→ **TASK DIRECTIONS**: The data should be duplicated exactly, with every word kept as it is.

[Stored data entries]

####################

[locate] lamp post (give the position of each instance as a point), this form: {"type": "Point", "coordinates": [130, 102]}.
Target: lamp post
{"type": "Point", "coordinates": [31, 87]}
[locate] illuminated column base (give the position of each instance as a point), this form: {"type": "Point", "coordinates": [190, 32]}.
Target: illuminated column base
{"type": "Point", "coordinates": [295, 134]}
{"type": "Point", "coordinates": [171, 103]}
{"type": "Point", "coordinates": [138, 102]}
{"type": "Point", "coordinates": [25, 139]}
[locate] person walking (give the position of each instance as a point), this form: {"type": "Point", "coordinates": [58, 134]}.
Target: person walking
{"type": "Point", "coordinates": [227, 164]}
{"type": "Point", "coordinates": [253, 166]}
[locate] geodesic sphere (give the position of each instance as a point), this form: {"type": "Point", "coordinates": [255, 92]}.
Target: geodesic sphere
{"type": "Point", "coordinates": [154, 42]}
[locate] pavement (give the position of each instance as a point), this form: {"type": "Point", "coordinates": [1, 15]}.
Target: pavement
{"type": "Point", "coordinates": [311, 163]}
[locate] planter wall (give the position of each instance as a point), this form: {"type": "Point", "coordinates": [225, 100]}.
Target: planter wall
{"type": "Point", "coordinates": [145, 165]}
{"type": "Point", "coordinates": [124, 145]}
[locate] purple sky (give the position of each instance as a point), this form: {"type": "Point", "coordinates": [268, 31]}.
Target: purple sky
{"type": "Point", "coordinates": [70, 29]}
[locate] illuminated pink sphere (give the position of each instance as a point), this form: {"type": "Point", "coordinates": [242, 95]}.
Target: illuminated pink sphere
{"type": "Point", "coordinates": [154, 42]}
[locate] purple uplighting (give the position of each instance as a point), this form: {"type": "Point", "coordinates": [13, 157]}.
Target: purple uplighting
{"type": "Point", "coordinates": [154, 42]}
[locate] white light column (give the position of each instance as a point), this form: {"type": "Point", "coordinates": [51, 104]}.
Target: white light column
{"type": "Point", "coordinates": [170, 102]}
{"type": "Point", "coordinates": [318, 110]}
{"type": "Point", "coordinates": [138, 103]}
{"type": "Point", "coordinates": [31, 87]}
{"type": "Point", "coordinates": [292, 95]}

####################

→ **EXERCISE RESPONSE**:
[locate] lamp post (give the position of each instance as a point), this form: {"type": "Point", "coordinates": [130, 102]}.
Target: lamp post
{"type": "Point", "coordinates": [31, 87]}
[locate] illuminated column base (give the position of each instance as a point), this form: {"type": "Point", "coordinates": [190, 32]}.
Target: illuminated column base
{"type": "Point", "coordinates": [295, 134]}
{"type": "Point", "coordinates": [171, 103]}
{"type": "Point", "coordinates": [138, 102]}
{"type": "Point", "coordinates": [25, 139]}
[locate] person walking (give the position of each instance as a point), this form: {"type": "Point", "coordinates": [58, 134]}.
Target: person walking
{"type": "Point", "coordinates": [227, 164]}
{"type": "Point", "coordinates": [253, 166]}
[locate] geodesic sphere (give the position of each instance as a point), this form: {"type": "Point", "coordinates": [255, 92]}.
Target: geodesic sphere
{"type": "Point", "coordinates": [154, 42]}
[locate] pavement (give the position of each instance as a point), this form: {"type": "Point", "coordinates": [1, 15]}.
Target: pavement
{"type": "Point", "coordinates": [311, 163]}
[locate] planter wall (give the position of each instance as a point), this form: {"type": "Point", "coordinates": [225, 100]}.
Target: planter wall
{"type": "Point", "coordinates": [145, 165]}
{"type": "Point", "coordinates": [124, 145]}
[locate] purple sky (give the position of each instance as a point), this form: {"type": "Point", "coordinates": [268, 31]}.
Target: purple sky
{"type": "Point", "coordinates": [70, 29]}
[locate] illuminated pink sphere (give the position of each instance as a point), this form: {"type": "Point", "coordinates": [242, 95]}.
Target: illuminated pink sphere
{"type": "Point", "coordinates": [154, 42]}
[locate] purple uplighting (give the position of each instance as a point), this form: {"type": "Point", "coordinates": [13, 157]}.
Target: purple uplighting
{"type": "Point", "coordinates": [154, 42]}
[locate] white light column (give the position of each instance as a point), this form: {"type": "Point", "coordinates": [51, 104]}.
Target: white light column
{"type": "Point", "coordinates": [170, 102]}
{"type": "Point", "coordinates": [318, 110]}
{"type": "Point", "coordinates": [138, 103]}
{"type": "Point", "coordinates": [31, 87]}
{"type": "Point", "coordinates": [292, 95]}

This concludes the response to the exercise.